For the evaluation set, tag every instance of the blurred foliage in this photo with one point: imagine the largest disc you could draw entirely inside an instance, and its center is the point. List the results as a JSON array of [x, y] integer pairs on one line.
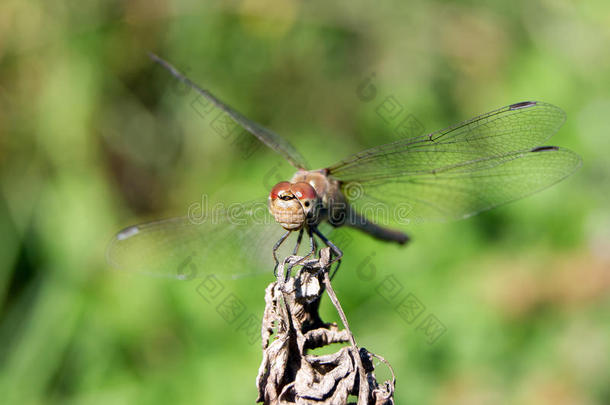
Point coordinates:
[[94, 136]]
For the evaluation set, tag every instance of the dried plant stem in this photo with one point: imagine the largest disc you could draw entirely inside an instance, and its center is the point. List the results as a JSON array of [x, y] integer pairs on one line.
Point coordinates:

> Task brief:
Convert the stretch of the items from the line containing "For the evaluation set, tag every instance of the dried" through the end of the items into a JSON list of strings, with one string per line and no blank lines.

> Answer below:
[
  "For the evaluation set, tag every instance of the dried plant stem in this photo with one point: imagine the largest disc you could draw entirely inside an instance, and its center is the point. List the results as a JSON array of [x, y] integer pairs on one line.",
  "Point coordinates:"
]